TASK STATEMENT: Which lines in the entries below contain the word "positive"? Collect each one.

|---|

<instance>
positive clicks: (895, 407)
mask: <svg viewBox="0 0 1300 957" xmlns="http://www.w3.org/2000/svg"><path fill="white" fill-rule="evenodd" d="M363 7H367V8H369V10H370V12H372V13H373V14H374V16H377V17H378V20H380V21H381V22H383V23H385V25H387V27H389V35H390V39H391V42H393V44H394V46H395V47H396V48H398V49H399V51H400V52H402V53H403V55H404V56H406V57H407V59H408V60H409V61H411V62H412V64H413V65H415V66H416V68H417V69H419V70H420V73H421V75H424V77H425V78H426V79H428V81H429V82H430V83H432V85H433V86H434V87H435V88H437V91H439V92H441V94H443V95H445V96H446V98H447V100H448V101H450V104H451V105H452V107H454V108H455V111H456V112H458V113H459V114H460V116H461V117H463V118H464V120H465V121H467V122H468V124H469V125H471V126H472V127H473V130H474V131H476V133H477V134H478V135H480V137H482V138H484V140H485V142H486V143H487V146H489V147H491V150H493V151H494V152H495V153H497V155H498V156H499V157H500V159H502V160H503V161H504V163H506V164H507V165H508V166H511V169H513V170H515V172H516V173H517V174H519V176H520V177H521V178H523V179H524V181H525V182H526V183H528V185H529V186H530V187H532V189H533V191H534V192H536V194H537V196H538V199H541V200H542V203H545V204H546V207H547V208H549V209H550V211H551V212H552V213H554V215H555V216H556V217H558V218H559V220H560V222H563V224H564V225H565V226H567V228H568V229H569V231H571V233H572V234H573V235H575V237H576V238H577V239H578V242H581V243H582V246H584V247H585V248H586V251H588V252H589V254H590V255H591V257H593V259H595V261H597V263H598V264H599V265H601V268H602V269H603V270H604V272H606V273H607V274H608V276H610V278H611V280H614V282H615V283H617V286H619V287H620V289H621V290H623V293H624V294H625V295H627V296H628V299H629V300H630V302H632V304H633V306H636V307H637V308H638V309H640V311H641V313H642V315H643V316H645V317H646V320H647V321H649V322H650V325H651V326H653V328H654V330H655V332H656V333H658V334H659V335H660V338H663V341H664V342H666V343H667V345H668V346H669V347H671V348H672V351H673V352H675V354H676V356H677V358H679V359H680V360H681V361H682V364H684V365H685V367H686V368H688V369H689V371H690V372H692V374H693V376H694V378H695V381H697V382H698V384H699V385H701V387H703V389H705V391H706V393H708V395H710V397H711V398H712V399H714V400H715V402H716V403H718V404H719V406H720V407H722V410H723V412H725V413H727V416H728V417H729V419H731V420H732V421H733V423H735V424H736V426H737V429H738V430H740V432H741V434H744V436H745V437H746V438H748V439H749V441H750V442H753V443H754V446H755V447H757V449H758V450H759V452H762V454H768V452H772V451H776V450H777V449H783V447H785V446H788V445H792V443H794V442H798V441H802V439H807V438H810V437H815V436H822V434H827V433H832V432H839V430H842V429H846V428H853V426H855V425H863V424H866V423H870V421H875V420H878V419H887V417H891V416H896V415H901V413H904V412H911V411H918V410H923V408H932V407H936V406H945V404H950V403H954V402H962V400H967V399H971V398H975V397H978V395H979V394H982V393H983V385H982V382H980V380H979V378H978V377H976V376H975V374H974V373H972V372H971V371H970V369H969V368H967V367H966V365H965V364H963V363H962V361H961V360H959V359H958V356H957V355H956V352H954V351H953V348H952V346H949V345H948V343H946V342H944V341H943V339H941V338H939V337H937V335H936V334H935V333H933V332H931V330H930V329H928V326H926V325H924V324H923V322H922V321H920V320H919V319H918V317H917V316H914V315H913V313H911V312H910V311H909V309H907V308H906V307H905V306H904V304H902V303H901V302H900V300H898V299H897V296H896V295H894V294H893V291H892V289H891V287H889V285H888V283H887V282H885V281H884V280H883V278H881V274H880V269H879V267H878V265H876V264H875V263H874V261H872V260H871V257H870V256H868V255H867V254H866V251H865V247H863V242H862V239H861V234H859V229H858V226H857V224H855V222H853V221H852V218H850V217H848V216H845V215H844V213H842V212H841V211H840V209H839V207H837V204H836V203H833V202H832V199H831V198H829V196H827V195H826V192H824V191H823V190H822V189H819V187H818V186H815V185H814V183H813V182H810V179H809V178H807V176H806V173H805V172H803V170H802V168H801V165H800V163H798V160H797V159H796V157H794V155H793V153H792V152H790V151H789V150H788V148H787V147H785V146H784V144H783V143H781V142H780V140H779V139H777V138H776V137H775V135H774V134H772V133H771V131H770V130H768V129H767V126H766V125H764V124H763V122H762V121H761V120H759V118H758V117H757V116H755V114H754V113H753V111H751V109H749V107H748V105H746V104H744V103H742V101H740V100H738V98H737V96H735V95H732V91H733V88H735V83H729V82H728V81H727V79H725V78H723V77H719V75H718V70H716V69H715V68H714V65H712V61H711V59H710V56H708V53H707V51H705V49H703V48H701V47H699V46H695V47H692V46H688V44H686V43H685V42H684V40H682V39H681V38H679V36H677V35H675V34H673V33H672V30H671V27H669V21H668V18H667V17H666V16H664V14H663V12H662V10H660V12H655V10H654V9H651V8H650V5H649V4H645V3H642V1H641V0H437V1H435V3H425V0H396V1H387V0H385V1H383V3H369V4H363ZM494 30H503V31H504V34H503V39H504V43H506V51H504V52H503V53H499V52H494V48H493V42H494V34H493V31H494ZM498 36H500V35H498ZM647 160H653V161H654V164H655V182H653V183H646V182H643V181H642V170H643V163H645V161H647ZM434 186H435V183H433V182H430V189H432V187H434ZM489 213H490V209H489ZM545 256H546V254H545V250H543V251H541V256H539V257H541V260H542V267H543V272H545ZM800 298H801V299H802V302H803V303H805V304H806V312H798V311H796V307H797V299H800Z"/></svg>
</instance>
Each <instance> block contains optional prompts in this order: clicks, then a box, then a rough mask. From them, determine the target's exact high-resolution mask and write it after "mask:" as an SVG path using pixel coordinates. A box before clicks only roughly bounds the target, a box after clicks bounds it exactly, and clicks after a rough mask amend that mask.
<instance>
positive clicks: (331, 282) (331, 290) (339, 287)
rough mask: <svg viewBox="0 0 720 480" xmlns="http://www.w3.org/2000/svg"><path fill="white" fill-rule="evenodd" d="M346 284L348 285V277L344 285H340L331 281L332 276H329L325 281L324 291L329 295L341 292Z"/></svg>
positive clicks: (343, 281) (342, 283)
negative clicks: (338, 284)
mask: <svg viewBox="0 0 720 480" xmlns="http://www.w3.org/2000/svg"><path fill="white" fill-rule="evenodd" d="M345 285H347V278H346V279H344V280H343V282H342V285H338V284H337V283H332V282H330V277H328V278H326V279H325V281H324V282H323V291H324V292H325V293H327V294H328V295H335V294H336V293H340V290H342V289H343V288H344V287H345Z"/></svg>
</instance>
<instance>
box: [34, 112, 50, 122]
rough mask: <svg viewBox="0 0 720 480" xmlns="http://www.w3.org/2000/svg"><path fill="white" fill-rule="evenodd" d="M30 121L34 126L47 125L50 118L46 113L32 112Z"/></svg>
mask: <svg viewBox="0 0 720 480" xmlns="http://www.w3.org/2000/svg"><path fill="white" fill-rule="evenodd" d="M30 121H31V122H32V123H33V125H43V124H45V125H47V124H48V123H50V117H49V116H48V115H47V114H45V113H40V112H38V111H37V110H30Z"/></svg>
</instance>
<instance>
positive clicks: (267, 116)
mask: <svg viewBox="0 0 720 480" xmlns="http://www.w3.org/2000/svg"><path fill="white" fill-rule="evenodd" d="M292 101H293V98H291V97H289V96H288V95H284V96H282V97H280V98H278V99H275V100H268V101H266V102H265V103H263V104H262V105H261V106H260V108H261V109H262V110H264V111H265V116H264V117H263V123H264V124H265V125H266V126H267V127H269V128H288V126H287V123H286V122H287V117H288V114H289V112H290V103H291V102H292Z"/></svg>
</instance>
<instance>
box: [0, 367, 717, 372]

|---|

SOLUTION TO THIS TASK:
positive clicks: (895, 407)
positive clicks: (331, 282) (331, 290) (339, 287)
positive clicks: (343, 281) (342, 283)
positive clicks: (267, 116)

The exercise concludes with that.